Supplied data >>
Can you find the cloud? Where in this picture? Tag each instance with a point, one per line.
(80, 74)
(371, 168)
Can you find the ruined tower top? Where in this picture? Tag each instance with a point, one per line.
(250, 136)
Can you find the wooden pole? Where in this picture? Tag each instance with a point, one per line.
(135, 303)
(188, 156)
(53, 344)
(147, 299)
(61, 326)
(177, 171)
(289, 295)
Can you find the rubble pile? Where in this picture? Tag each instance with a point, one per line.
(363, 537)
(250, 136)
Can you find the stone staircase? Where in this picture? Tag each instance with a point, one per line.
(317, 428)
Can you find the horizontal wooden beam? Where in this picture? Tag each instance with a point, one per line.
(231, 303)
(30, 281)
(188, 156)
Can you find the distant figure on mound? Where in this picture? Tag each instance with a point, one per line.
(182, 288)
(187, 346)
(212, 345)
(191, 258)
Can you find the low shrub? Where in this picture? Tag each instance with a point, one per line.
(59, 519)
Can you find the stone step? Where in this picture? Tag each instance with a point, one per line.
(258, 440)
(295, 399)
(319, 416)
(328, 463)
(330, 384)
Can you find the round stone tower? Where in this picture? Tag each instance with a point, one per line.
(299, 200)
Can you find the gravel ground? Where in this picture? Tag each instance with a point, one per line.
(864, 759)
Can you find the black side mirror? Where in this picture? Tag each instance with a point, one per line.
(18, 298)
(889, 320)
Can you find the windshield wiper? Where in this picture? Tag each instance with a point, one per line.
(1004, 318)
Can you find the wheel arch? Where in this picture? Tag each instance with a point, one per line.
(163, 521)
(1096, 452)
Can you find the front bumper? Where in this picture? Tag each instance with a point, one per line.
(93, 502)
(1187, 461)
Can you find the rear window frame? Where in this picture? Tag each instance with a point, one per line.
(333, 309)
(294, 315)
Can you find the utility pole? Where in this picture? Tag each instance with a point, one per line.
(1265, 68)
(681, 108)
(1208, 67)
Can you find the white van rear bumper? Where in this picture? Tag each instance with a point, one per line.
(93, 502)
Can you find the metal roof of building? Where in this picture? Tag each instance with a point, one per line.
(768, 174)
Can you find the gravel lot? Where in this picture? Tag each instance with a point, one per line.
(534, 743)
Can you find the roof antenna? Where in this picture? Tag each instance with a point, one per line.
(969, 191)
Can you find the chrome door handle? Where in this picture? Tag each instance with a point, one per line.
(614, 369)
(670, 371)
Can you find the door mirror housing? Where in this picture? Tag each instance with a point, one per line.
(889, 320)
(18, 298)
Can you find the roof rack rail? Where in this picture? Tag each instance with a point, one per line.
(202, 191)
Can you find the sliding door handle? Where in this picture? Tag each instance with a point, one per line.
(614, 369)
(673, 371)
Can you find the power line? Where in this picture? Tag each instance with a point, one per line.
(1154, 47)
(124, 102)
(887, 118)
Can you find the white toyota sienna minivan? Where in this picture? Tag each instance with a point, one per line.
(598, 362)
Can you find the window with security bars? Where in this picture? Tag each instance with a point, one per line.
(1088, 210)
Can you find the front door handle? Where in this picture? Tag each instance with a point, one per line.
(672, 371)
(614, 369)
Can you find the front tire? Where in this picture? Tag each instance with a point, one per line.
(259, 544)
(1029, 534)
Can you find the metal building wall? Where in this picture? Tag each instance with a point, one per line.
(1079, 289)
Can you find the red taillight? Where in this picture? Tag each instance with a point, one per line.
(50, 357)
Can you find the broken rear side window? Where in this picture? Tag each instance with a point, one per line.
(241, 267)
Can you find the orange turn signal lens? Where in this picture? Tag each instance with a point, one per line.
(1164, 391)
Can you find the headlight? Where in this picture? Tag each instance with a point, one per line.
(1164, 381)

Task directions >> Print every line of the listing above again, word for word and in the same order.

Full output >>
Can you find the cloud? Where in this picture? Tag each instance with a point, one per line.
(80, 74)
(371, 168)
Can you find the ruined tower top? Where in this picture? Tag each instance with a point, one per line.
(250, 136)
Can you find the wooden pole? Where in this picture? Tag each instance with a point, one per line.
(135, 303)
(188, 156)
(53, 344)
(147, 299)
(61, 326)
(177, 171)
(289, 295)
Can you find the rubble pile? Where in this picture? Tag each instance with a point, one per line.
(363, 537)
(250, 136)
Can you find the stone staircase? Where in this picture? Tag each instance with a point, one per line.
(317, 428)
Can you find the horizontal wooden beam? Where in this picture? Tag each instance with a point, one per line.
(231, 303)
(30, 281)
(188, 156)
Can you find the distant figure on mound? Where in this picture? Tag each instance with a point, one per line.
(182, 288)
(187, 346)
(212, 345)
(191, 258)
Can you find the low shrub? Where in this picture? Tag each instance with a point, one per line.
(59, 519)
Can you find the stone step? Where in this picture? Tag each instance with a point, one per line.
(258, 440)
(295, 399)
(319, 416)
(328, 463)
(330, 384)
Can you find the round stone tower? Where in this picture? Tag each instance with a point, one per line.
(299, 200)
Can you find the gravel ground? Where in this picture? Tag each instance with a point, one per line.
(864, 759)
Can you find the black side mirror? Where in this picture? Tag each instance with a point, one per line.
(18, 298)
(889, 320)
Can you find the windshield wiper? Where in this picture? Tag each instance with a point, one per line.
(1004, 318)
Can you find the wheel arch? Where in this picture? Tag each instance with a point, one per line.
(163, 521)
(1096, 452)
Can you find the front bumper? Where in this picture? Tag each instance with a point, one per line.
(93, 502)
(1187, 461)
Can you find the rear window frame? Where in this picture? Tag each instance with a point, one per line.
(333, 309)
(294, 315)
Can you find the utility pole? Where in this picture? Tag each instance with a point, one per line.
(1265, 68)
(681, 108)
(1208, 67)
Can you find the white van rear bumper? Where in this picture? Tag each instance with a point, one per line.
(93, 502)
Can you find the metal roof of building? Where in this picture? Tag each instance with a point, one per line.
(768, 174)
Can you find the gravel lot? Where in this picture? Tag each instance with a point, one per line.
(534, 743)
Can you find the roof antenna? Where in this picture? Tag each instance with a point, one per line.
(969, 191)
Can you find the chrome door handle? Where in this picture? Tag each instance with a point, one per line.
(614, 369)
(670, 371)
Can you find the door mirror housing? Where in this picture? Tag each instance with a point, one per line.
(889, 320)
(18, 298)
Can you find the roof rack rail? Where in this picture? Tag each instance with a point, one per line.
(202, 191)
Can you find the sliding door handle? Where in this picture? Tag each instance with a point, one per line.
(614, 369)
(673, 371)
Can you find the power line? Where in this picture? Tag each instance with a point, one per line.
(1154, 47)
(124, 102)
(887, 118)
Can you find the white toyota sienna minivan? Where in this picture? Tag each instance with a point, one per line.
(598, 362)
Can you find the window with security bars? Where in this picture? Tag each instance with a point, one per line.
(1088, 210)
Can you find the front door handle? Where in this picture? Tag each instance with a point, one per line.
(672, 371)
(614, 369)
Can you find the front tire? Where in this picture? Tag each instance with a point, one per line.
(259, 544)
(1029, 534)
Can you find the metal building wall? Where in this picture? Tag each instance with a point, one per line.
(1079, 289)
Can you find the red taillight? Where in this picture? Tag each instance with a point, one per line.
(50, 357)
Can you find the broken rear side window? Where in this picture? Tag each instance with a point, one per line.
(241, 267)
Can you find the orange turn signal lens? Where in this picture? Tag each instance with a point, one per line.
(1164, 391)
Can you find the headlight? Where in this picture? Tag each instance with a point, one per line.
(1164, 381)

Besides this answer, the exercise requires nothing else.